# What is being asked
Write the data out again exactly, dropping any images it holds.

# Data for this task
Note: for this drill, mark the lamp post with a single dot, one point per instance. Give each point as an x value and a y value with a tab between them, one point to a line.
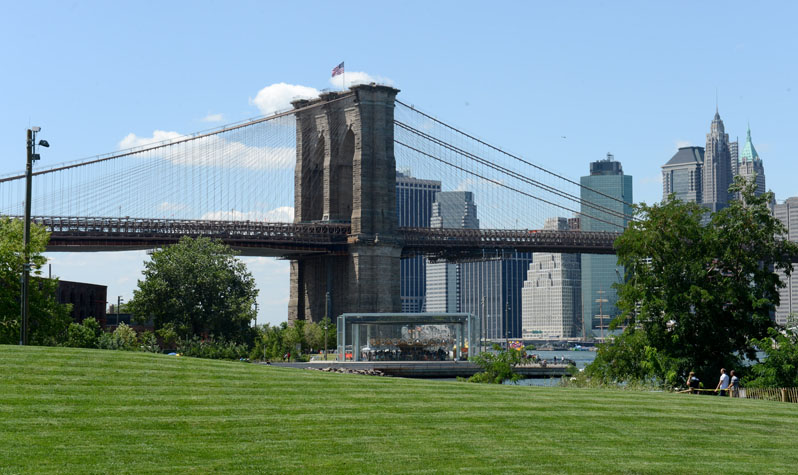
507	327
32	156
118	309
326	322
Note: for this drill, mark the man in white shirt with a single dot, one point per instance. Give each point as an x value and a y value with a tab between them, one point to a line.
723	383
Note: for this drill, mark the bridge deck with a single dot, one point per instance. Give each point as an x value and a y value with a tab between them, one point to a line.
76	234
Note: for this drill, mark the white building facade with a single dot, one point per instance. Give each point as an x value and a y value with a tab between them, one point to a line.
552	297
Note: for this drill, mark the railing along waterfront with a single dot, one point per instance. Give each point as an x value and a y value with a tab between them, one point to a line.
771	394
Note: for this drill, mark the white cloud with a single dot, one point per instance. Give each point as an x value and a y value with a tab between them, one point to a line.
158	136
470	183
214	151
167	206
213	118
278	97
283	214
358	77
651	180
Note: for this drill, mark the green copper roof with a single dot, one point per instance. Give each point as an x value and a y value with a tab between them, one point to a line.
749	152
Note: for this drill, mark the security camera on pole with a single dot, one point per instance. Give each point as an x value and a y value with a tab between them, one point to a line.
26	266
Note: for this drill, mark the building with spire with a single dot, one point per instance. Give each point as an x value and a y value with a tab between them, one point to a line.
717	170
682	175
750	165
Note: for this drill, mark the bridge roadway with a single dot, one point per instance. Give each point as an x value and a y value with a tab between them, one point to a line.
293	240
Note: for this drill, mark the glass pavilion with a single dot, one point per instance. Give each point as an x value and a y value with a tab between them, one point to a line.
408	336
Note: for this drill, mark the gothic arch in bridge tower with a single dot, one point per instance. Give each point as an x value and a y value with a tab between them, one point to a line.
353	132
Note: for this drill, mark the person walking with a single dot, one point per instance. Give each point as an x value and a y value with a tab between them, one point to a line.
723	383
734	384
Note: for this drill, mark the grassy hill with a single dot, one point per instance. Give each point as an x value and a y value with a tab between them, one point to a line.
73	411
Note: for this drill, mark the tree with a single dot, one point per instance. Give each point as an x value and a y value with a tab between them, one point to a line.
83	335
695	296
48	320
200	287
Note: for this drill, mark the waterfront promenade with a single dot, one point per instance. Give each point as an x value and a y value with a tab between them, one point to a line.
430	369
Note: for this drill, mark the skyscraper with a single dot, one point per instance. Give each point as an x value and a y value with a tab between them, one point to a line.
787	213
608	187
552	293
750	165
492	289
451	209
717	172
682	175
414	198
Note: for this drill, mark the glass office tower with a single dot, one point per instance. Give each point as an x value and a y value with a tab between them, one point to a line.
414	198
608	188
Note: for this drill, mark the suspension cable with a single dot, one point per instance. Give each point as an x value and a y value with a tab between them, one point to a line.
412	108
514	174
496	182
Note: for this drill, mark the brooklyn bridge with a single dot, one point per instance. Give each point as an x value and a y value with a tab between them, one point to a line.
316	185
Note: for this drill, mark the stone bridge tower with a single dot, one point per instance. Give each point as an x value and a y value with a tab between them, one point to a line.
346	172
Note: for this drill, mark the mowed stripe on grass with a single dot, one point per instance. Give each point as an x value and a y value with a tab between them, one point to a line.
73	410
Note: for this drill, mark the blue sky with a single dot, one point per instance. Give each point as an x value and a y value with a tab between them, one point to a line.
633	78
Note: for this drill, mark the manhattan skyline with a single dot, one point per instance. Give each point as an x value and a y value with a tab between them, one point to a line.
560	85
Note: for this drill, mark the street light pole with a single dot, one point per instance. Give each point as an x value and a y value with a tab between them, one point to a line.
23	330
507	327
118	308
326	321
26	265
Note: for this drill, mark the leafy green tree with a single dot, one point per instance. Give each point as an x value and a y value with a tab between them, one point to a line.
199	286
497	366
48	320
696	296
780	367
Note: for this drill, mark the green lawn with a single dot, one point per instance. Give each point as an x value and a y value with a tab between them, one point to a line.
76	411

# Response to this task
Note: for this drill, mark the lamp post with a single dot, one point per instance. Give each point as an x value and a y value with a tab between them, one point to a line.
507	327
32	156
118	309
326	322
Note: for this drill, mark the man in white shirt with a single dot, one point per instance. Give each point as an x value and a y value with a tab between them, one point to a line.
723	383
Note: for this drill, mark the bridge deck with a single dot, one point per instance. Give each point as an x value and a y value with a tab between them, one point to a line.
76	234
Note: for this drill, mark the white building facade with a single dot, one point per instance. Give each point as an x value and a y value with a tab between them, one point to a line.
552	297
Note: for this drill, mark the railing along waterfront with a single dot, one point per instance. Give each point as an x value and a y value with a tab between them, one point to a line.
771	394
Note: for this drill, mark the white cloud with a single dot, one point per instance. Give each point as an x value and a y value with a tab between them, one point to a line.
158	136
470	183
214	151
167	206
213	118
278	97
283	214
358	77
651	180
Note: for this drill, mark the green copper roof with a single dot, one point per instance. Give each point as an x value and a y value with a tab between them, one point to a line.
749	152
Note: for this drill, mark the security camera on pole with a single dot, one point per instance. Give each point as an x value and a y value with a tab between them, one point to a line.
26	266
Note: for this drill, mark the building with spire with a single dot, one point per instance. Give each point as an x value and a y value with a tab between them, one point to a line.
717	170
682	175
750	165
Note: for this drill, mark the bridge roadway with a single dot, one point per instance. Give each point as an x value and a y value with a tab between them, one point to a line.
293	240
Note: for this drill, mark the glass pavilion with a single dot, one point per instance. Give each point as an x value and a y value with a tab between them, one point to a line.
408	336
Note: for this drill, mark the gothic arch in bridge tower with a single dot, one point per instance. Give each point as an x value and a y value with a tab between them, one point to a line.
353	132
Note: for this drill, mark the person walking with a single dot, one point per instance. Give each point as an x value and a y value with a tab between them, one point to a line.
723	383
734	384
Note: for this drill, mark the grassy hill with a single dot, one point per instance. Give each point as an x value and a y value with a tab between them, one point to a line.
73	411
Note: for this drill, mark the tree with a single dot, one point per instance. Give each point as an x value and a y value with a tab between them, one point to a line.
83	335
695	296
48	320
200	287
Note: for this drill, mark the waterfront promenade with a single dot, one point per instance. Give each point as an x value and a y value with a tab between them, one point to a line.
430	369
Note: for this drill, mark the skyscraper with a single dot, one point per instance. Give each point as an x value and a y value with a tab between them, one point to a line.
787	213
608	187
552	293
750	165
492	289
451	209
717	172
682	175
414	198
Note: for this drill, mark the glass office tower with a single dot, one point per instance. Give each point as an x value and a y value with a tab between them, one point to a line.
414	198
608	188
Note: for this drill, mark the suspension cable with a single dot, one point per instance. Give each point as an x value and a y value with a tab between them, one point to a line.
412	108
514	174
496	182
Note: for this drill, mark the brooklyn bridge with a single dot, one point per instance. Give each point as an x value and a y value with a tab between them, one point to a line.
316	185
Note: for this drill, mark the stone bridge tower with a single dot, one point per instance. Give each point as an x value and a y value with a tab between them, one point to a line.
346	172
Note: for this drill, mark the mowed stripe on grass with a single dot, one point per instance. Give each point as an x value and a y value with a tab between them, one point to a line.
73	410
Note: for this drill, mark the blue sky with a single dot, one point per instance. Give each point as an x value and a y value with a tab between them, one point to a line.
633	78
Note: for this drill, mark the manhattan skyline with a single dot, one point per instance. Give each point as an x value and a y value with a tab between them, one point to a line.
560	85
Note: for this drill, mark the street light pole with a single dot, one point per instance. Give each point as an x value and a y value with a tab between them, one point to a line.
23	330
507	327
118	308
326	321
26	265
Note: for this drill, mark the leafy green tree with a single dot, one point per instance. Give each point as an x value and a y value with a tab between them, one point to a line.
199	286
497	366
48	320
696	296
780	367
Note: for this drill, mark the green lawn with a single dot, one point per instance. Give each point as an x value and a y value with a tab between them, one point to a line.
76	411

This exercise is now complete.